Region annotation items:
________

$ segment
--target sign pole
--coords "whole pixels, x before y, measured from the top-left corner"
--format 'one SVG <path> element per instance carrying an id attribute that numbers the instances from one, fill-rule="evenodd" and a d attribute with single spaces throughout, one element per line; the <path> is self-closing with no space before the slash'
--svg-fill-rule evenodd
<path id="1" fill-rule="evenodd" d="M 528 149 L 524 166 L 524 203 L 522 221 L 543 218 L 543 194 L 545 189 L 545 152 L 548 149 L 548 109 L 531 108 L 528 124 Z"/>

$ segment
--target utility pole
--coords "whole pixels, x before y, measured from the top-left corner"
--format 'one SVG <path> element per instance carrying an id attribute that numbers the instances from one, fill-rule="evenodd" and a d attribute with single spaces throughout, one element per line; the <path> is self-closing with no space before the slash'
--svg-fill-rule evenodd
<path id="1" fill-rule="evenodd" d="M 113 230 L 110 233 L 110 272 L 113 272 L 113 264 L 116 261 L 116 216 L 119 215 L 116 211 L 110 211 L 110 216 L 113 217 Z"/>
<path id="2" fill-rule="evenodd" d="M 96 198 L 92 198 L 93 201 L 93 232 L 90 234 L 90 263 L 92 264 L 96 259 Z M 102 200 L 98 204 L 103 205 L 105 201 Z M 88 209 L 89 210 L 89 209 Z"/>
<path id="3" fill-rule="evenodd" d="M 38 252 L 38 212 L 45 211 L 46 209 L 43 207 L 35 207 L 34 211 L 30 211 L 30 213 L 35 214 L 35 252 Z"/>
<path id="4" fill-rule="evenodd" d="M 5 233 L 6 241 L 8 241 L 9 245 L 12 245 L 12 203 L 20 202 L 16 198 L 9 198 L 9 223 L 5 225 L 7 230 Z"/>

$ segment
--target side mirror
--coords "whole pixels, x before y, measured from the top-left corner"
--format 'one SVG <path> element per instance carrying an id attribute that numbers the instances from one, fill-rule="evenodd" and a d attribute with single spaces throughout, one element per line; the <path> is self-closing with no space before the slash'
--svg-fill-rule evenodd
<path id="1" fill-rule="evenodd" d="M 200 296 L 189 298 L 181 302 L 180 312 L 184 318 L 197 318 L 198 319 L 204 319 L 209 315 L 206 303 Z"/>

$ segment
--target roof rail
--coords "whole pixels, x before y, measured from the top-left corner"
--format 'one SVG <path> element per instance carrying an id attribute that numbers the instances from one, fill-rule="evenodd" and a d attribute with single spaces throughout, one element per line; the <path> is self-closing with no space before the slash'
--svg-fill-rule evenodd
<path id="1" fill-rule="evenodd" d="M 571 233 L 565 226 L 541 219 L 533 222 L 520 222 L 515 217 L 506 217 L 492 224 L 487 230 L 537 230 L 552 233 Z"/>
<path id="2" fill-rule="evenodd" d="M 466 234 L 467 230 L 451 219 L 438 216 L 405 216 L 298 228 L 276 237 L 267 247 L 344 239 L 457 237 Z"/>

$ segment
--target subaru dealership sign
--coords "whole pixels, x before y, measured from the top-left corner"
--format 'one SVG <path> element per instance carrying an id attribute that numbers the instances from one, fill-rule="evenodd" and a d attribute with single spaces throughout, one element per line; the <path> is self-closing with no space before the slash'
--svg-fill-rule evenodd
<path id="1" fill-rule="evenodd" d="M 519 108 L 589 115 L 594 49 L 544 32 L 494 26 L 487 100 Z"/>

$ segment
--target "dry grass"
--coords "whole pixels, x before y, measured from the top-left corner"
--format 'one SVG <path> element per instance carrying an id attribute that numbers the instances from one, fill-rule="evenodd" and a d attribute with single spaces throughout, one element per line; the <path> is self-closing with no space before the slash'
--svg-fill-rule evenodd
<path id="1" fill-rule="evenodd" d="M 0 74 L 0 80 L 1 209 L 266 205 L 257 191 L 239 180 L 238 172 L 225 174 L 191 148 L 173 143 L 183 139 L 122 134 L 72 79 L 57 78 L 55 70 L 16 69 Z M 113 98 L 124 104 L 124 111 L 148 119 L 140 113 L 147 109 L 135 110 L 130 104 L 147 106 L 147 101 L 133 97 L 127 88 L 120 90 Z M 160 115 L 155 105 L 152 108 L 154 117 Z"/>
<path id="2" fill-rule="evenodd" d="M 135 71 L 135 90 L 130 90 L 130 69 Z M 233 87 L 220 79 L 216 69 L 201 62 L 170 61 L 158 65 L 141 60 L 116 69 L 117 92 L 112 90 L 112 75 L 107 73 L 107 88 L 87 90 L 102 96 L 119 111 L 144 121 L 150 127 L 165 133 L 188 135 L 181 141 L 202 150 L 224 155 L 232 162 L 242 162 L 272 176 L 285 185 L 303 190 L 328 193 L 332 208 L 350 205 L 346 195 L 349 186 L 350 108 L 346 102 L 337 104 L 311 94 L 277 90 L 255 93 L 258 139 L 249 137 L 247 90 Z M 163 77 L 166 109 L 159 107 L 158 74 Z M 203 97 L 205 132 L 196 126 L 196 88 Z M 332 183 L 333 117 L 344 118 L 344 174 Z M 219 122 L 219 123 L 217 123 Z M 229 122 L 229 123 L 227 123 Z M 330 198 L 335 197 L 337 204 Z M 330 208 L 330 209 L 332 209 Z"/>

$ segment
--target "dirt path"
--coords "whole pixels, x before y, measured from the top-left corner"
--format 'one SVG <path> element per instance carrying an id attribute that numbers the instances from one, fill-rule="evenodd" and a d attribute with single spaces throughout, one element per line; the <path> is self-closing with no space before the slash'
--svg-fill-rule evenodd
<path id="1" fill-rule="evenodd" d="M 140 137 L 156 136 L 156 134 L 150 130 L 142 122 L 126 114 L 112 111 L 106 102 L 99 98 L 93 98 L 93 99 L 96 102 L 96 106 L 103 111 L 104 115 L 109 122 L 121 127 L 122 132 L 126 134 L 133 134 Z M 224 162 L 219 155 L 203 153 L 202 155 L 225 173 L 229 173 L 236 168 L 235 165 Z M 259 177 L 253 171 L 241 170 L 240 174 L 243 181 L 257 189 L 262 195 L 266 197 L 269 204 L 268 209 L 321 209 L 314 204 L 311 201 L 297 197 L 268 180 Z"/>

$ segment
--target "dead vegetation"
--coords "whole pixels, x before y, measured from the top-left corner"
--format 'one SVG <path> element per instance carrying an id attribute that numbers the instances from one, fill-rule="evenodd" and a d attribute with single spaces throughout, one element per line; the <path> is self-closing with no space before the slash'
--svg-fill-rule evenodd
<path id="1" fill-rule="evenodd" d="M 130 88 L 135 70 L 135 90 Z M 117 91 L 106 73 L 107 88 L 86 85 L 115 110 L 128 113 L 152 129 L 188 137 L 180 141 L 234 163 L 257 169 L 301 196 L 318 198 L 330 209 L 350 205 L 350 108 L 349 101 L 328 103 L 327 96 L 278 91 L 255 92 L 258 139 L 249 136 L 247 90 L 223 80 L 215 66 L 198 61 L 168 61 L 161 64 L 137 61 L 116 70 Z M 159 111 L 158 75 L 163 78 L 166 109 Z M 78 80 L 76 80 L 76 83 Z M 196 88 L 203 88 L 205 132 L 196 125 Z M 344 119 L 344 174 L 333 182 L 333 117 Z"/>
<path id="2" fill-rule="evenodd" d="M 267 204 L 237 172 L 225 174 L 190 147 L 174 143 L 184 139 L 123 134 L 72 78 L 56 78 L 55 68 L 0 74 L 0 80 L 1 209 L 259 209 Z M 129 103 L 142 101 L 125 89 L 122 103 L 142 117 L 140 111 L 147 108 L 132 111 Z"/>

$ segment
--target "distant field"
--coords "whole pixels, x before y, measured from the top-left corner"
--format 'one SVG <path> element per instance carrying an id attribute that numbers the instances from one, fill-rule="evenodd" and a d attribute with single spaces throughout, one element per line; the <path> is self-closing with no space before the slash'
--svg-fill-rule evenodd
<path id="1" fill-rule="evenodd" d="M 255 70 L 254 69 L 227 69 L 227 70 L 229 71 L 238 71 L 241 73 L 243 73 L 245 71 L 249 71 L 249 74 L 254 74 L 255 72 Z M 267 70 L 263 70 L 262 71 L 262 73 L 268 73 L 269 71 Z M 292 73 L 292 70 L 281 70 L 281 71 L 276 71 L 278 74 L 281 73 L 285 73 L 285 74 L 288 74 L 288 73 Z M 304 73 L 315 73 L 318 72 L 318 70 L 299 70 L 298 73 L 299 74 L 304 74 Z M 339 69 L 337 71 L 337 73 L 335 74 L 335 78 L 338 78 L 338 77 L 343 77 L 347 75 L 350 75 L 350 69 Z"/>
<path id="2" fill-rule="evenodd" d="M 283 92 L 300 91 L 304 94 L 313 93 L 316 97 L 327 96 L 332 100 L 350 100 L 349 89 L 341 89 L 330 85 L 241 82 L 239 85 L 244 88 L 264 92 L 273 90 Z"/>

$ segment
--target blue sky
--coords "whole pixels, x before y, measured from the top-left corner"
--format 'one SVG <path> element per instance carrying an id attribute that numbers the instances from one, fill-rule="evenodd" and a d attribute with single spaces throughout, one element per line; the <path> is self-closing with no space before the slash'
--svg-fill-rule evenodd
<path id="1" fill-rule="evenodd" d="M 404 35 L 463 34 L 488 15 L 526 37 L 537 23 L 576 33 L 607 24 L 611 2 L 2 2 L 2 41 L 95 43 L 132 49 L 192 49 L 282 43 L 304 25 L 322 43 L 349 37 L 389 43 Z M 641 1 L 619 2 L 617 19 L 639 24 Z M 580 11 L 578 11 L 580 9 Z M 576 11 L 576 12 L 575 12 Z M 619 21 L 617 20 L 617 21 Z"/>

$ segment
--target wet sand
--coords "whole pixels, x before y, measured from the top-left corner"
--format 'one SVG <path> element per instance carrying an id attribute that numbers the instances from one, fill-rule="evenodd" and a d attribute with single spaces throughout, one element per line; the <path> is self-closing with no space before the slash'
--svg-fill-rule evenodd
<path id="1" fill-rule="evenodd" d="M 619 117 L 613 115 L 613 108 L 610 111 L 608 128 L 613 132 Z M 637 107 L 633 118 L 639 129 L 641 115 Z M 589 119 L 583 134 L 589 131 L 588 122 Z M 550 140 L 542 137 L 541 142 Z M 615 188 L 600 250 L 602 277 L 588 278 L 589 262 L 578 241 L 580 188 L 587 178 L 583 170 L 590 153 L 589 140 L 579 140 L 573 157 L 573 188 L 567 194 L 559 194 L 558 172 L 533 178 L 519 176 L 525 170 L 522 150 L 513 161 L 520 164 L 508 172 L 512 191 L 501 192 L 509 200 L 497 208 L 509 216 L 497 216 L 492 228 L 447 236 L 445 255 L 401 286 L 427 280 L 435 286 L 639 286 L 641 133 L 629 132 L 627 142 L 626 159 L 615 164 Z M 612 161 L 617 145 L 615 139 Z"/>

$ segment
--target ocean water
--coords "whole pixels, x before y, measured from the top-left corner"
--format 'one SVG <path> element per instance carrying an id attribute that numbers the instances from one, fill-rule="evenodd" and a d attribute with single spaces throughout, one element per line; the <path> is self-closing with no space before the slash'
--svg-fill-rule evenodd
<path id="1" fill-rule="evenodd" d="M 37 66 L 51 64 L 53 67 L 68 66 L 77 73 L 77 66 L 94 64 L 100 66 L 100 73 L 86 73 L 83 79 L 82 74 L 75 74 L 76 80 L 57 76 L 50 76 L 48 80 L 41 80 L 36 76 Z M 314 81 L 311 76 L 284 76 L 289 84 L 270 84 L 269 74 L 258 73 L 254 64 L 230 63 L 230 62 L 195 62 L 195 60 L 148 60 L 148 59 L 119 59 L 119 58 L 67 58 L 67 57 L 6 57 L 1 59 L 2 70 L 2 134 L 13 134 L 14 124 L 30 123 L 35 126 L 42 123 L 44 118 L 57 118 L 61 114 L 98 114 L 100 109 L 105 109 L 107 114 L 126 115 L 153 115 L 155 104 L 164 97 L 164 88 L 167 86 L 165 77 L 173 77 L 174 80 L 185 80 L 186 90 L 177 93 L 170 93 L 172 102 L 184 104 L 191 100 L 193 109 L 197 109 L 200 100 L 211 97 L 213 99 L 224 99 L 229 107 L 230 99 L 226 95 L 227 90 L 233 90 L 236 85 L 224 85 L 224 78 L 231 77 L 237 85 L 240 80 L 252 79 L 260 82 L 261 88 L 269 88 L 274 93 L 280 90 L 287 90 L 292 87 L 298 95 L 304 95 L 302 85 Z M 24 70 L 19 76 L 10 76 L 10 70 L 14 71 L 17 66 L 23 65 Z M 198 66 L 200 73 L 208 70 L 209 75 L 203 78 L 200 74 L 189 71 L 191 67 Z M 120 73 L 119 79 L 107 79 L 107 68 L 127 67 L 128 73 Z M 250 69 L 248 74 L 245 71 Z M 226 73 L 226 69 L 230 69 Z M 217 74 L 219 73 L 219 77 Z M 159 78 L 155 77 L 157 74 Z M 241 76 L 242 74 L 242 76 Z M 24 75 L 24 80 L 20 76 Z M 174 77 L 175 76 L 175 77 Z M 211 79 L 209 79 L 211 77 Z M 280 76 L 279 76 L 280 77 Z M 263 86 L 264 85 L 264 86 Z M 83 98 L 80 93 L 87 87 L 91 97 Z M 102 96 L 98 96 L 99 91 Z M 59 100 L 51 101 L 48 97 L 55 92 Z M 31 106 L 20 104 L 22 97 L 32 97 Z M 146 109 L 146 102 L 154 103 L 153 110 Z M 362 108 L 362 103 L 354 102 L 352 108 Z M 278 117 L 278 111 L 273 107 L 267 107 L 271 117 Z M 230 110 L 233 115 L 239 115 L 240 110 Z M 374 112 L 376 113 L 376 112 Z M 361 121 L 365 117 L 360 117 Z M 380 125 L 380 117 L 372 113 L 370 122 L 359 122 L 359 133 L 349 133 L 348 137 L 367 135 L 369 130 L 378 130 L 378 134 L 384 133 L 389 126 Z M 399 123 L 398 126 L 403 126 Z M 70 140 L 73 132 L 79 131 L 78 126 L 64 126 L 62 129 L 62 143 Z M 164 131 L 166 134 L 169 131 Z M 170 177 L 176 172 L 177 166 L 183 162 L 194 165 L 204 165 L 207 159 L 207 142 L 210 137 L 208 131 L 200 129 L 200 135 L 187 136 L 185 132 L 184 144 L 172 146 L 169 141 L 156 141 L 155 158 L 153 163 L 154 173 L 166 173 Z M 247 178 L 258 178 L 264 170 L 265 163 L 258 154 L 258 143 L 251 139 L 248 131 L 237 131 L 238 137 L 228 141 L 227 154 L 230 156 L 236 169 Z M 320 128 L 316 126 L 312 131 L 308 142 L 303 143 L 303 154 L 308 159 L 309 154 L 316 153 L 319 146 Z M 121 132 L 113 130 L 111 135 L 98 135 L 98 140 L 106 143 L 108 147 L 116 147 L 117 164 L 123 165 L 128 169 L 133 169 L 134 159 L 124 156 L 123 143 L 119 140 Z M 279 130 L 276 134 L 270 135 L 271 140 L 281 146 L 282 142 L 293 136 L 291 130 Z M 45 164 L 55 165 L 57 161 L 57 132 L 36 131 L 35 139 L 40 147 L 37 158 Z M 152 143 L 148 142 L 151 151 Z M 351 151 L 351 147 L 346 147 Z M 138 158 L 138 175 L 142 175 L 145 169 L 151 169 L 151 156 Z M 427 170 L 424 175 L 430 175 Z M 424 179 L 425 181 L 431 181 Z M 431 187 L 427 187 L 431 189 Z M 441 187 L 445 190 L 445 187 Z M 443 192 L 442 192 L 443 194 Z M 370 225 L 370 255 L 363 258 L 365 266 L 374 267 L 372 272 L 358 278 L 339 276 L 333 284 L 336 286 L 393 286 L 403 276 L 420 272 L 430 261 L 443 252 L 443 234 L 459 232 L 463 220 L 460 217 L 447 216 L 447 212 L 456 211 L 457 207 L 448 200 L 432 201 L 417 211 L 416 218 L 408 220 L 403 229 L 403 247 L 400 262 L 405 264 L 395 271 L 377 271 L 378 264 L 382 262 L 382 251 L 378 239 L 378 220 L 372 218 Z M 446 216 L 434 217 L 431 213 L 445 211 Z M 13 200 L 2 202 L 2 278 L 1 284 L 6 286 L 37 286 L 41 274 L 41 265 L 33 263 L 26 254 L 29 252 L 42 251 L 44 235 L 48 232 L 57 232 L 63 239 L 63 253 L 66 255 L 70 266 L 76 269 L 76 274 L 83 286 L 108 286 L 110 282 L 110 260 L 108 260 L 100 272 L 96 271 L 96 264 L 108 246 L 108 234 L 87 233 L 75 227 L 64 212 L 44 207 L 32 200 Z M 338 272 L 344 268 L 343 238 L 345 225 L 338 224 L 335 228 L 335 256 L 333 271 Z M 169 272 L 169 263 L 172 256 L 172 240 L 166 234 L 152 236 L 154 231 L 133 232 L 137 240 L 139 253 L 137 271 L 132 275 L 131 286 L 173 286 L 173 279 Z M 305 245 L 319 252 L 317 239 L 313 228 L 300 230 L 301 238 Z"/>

________

INSTRUCTIONS FOR THE TASK = Select every line of the entries above that contains the string "sign", and copy each of those lines in full.

ANSWER BELOW =
--target sign pole
--target subaru dealership sign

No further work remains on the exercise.